▶ _Check your understanding_:
1. From the Paris attacks report, extract the passage starting at "Three suicide bombs" and ending at "prosecutor's office said.".
2. Summarize the Paris attacks report in two sentences.
3. Translate this sentence from the Paris attacks report into Spanish: "Fans inside the stadium recoiled at the sound of explosions, but the match continued amid rising spectator fears."

▶ _Selected extract_:

+--

Paris attacks: Follow our live blog
The coordinated assault came as France, a member of the US-led coalition waging air strikes against ISIL fighters in Syria and Iraq, was on high alert for attacks ahead of a global climate conference due to open later this month.
The deadliest attack was on the Bataclan, a popular concert venue where a Californian rock group, Eagles of Death Metal, was performing.
The concert hall is just a few hundred metres from the former offices of the satirical weekly Charlie Hebdo, target of a deadly attack by armed men in January.
"It was carnage in that concert hall," John Laurenson, a freelance journalist, told Al Jazeera from Paris, adding that the death toll was higher than initially announced.
French media, citing police sources, say that authorities have identified one of the attackers as a young Frenchman, who was flagged in the past for links with "extremist" activities.
The assailants launched at least six gun-and-bomb attacks in rapid succession on apparently indiscriminate civilian targets.
Three suicide bombs targeted spots around the national Stade de France stadium, north of the capital, where Hollande was watching an exhibition football match between France and Germany.
Fans inside the stadium recoiled at the sound of explosions, but the match continued amid rising spectator fears.
Around the same time, attackers targeted a string of cafes in a trendy Paris neighbourhood, which were crowded on an unusually balmy November night.
At least 37 people were killed there, according to Francois Molins, a prosecutor.
The attackers next stormed the Bataclan concert hall. They opened fire on the panicked audience and took some hostage. As police closed in, three detonated explosive belts, killing themselves, according to Michel Cadot, the Paris police chief.
Another attacker detonated a suicide bomb on Boulevard Voltaire, near the music hall, the prosecutor's office said.
|Police patrol near the Eiffel Tower the day after a series of deadly attacks in Paris [Reuters]
Video shot from an apartment balcony and posted on the Le Monde website on Saturday captured some of that horror as dozens of people fled from gunfire outside the Bataclan down a passageway to a side street.

+--

▶ _Recorded information_:
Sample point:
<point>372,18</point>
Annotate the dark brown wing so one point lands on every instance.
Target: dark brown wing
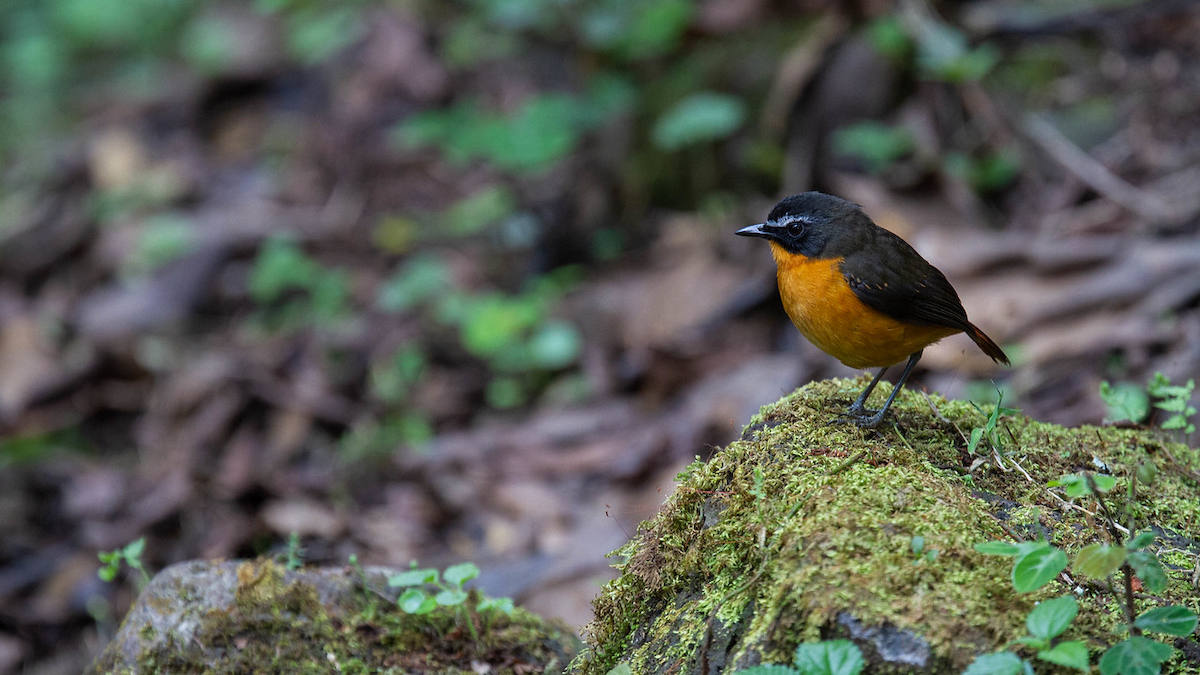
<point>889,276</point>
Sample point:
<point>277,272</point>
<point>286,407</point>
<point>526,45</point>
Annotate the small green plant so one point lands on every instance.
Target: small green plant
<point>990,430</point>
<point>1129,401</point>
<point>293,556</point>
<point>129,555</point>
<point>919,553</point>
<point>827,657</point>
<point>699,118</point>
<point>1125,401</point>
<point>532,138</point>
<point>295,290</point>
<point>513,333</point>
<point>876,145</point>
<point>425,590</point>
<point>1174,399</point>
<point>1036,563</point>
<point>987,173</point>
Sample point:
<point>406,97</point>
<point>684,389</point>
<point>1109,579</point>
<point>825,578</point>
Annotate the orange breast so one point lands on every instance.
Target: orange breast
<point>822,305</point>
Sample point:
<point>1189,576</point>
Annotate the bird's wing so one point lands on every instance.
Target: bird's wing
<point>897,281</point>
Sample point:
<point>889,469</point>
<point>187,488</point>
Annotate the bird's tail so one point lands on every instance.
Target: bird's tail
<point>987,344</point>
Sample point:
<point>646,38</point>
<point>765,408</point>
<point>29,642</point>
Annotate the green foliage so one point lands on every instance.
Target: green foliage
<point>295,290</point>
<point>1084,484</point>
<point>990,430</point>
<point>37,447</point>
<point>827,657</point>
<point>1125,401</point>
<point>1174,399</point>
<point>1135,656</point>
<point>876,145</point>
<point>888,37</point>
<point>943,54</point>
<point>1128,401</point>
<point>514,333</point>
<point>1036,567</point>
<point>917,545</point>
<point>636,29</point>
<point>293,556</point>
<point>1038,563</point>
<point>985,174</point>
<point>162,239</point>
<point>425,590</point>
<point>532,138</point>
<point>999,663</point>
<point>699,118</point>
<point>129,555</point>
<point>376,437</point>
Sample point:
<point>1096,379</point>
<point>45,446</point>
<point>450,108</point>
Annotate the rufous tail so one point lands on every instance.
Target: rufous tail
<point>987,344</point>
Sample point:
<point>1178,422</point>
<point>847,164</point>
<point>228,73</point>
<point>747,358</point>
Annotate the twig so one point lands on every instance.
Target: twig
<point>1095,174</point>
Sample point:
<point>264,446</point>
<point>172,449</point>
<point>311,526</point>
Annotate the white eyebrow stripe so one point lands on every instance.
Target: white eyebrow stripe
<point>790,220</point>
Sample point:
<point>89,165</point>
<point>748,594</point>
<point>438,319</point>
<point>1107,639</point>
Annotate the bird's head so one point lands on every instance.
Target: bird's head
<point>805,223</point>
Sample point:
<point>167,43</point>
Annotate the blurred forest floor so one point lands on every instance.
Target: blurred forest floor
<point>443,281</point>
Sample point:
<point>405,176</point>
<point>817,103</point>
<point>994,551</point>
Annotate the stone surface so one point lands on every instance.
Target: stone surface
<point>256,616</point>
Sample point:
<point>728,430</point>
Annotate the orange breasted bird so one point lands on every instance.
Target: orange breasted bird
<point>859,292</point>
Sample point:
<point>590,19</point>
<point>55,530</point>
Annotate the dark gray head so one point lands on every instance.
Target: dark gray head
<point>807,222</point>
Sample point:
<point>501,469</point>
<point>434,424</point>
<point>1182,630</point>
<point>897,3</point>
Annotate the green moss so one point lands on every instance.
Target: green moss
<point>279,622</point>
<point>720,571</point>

+--

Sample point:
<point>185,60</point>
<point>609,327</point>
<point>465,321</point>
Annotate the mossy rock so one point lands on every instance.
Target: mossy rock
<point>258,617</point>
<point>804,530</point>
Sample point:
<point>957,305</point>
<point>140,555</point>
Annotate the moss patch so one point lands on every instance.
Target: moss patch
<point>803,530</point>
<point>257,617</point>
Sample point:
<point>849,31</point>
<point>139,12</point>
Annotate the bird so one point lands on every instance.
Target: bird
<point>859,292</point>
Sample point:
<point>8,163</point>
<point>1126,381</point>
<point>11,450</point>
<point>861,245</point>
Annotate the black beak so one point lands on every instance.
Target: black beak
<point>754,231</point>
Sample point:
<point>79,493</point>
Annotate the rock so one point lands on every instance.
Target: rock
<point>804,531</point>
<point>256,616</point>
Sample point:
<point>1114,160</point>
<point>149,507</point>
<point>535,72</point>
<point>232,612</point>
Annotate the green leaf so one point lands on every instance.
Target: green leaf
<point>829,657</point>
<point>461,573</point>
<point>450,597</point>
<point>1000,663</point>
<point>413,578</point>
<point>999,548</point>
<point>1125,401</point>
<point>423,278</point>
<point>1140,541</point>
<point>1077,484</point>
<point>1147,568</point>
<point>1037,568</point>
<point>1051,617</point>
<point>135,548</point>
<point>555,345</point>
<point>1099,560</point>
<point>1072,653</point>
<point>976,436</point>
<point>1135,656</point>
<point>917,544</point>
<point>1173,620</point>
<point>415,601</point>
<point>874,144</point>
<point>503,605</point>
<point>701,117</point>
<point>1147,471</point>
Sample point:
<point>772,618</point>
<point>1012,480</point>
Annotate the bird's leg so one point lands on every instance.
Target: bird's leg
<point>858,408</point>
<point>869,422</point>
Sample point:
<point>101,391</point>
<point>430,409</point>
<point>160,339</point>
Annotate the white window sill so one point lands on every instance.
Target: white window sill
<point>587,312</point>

+--

▶ _Answers to the tasks_:
1.
Three suicide bombs targeted spots around the national Stade de France stadium, north of the capital, where Hollande was watching an exhibition football match between France and Germany.
Fans inside the stadium recoiled at the sound of explosions, but the match continued amid rising spectator fears.
Around the same time, attackers targeted a string of cafes in a trendy Paris neighbourhood, which were crowded on an unusually balmy November night.
At least 37 people were killed there, according to Francois Molins, a prosecutor.
The attackers next stormed the Bataclan concert hall. They opened fire on the panicked audience and took some hostage. As police closed in, three detonated explosive belts, killing themselves, according to Michel Cadot, the Paris police chief.
Another attacker detonated a suicide bomb on Boulevard Voltaire, near the music hall, the prosecutor's office said.

2. Attackers launched at least six gun-and-bomb attacks in rapid succession on civilian targets in Paris, including three suicide bombs around the Stade de France and an assault on a string of cafes where at least 37 people were killed. The deadliest attack was on the Bataclan concert hall, where attackers opened fire on the audience and took some hostage, and three of them detonated explosive belts as police closed in.

3. Los aficionados dentro del estadio retrocedieron al oír las explosiones, pero el partido continuó en medio del creciente temor de los espectadores.